[TASKS FOR THIS EXERCISE]
(a) In the balance sheet summary, what were total assets at June 30, 2023?
(b) Using the balance sheet summary, explain why loans excluding the acquisition fell during 2023.
(c) Carry the balance sheet summary forward from its final sentence.

[PROVIDED TEXT]
•••••
Balance Sheet and Other Information:

  • At June 30, 2023, total assets were $2.89 billion, compared to $2.33 billion at December 31, 2022 and $2.21 billion at June 30, 2022.

 

  • Available for sale securities of $434.3 million at June 30, 2023 decreased $5.2 million from December 31, 2022 and $28.6 million from June 30, 2022. As part of the HVB acquisition, $79.2 million of available for sale securities were acquired, of which $76.1 million were sold prior to June 30, 2023.  The yield on the investment portfolio increased from 1.77% to 2.14% on a tax equivalent basis.

 

  • Net loans as of June 30, 2023 totaled $2.14 billion and increased $434.7 million from December 31, 2022 as a result of the acquisition. Excluding the acquisition, loans would have decreased $40.1 million during 2023. The decrease in organic loans was driven by expected paydowns in student loans, which are expected to increase over the second half of 2023.
•••••
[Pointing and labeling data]
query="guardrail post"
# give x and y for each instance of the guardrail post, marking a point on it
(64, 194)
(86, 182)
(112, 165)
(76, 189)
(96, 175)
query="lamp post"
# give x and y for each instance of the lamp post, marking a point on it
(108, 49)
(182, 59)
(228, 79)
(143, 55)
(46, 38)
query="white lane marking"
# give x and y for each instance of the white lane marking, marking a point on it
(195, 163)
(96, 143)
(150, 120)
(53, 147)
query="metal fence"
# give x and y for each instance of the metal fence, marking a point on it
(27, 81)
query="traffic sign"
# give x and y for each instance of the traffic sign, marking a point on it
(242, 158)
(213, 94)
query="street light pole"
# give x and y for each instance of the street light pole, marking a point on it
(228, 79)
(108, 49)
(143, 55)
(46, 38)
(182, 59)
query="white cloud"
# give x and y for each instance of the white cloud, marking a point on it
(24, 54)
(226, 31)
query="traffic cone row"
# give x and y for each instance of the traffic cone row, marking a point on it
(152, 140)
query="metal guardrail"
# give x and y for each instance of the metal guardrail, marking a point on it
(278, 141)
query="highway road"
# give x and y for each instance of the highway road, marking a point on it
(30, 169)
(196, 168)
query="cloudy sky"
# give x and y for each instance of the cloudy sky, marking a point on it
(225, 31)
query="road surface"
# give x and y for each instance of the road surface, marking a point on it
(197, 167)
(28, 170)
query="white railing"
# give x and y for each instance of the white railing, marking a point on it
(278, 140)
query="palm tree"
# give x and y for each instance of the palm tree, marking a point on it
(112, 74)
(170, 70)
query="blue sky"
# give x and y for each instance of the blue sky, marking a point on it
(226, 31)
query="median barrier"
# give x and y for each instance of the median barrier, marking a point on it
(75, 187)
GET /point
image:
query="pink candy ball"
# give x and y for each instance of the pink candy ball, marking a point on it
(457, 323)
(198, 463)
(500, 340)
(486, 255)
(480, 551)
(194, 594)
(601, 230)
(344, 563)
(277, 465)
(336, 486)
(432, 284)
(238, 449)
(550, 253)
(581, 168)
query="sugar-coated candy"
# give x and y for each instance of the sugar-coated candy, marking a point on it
•••••
[EXPECTED RESULTS]
(a) $2.89 billion.

(b) Without the acquisition, loans would have dropped $40.1 million in 2023. The balance sheet summary attributes this decline in organic loans to expected paydowns in student loans, which are expected to increase over the second half of 2023.

(c)
  • The allowance for credit losses - loans totaled $21,652,000 at June 30, 2023 which is an increase of $3,100,000 from December 31, 2022 and is due to the acquisition and the implementation of the CECL accounting standard effective January 1, 2023. The impact of the acquisition was an increase of $6.3 million, of which $4.6 million was in provision with the remaining $1.7 million due to purchase credit deteriorated (“PCD”) loans. The impact of adopting ASC 326 was a decrease of $3.3 million in the allowance for credit losses – loans.  Loan recoveries and charge-offs were $31,000 and $11,000, respectively, for the six months ended June 30, 2023. A provision for credit losses – loans of $100,000 was recorded during 2023. The allowance as a percent of total loans was 1.00% as of June 30, 2023 and 1.08% as of December 31, 2022.

 

  • Deposits increased $421.6 million from December 31, 2022, to $2.27 billion at June 30, 2023,  due to the acquisition, which increased deposits by $533.4 million. Excluding the acquisition, deposits decreased $111.5 million. With the rise in interest rates, competitive pressure for deposits has increased. Additionally, we have numerous state and political organizations as customers who utilized funds during the first half of 2023 for various projects and bond payments. At June 30, 2023, the Bank estimates that balances held by customers in excess of the FDIC insurance limit ($250,000 per insured account) totaled $986.4 million, or 43.5% of the Bank’s total deposits. Included in this balance are balances held through Intrafi, which provides customers with  additional FDIC insurance, as well as deposits collateralized by securities (almost exclusively municipal deposits). The total of these items was $577.6 million, or 25.5% of the Bank’s total deposits, as of June 30, 2023.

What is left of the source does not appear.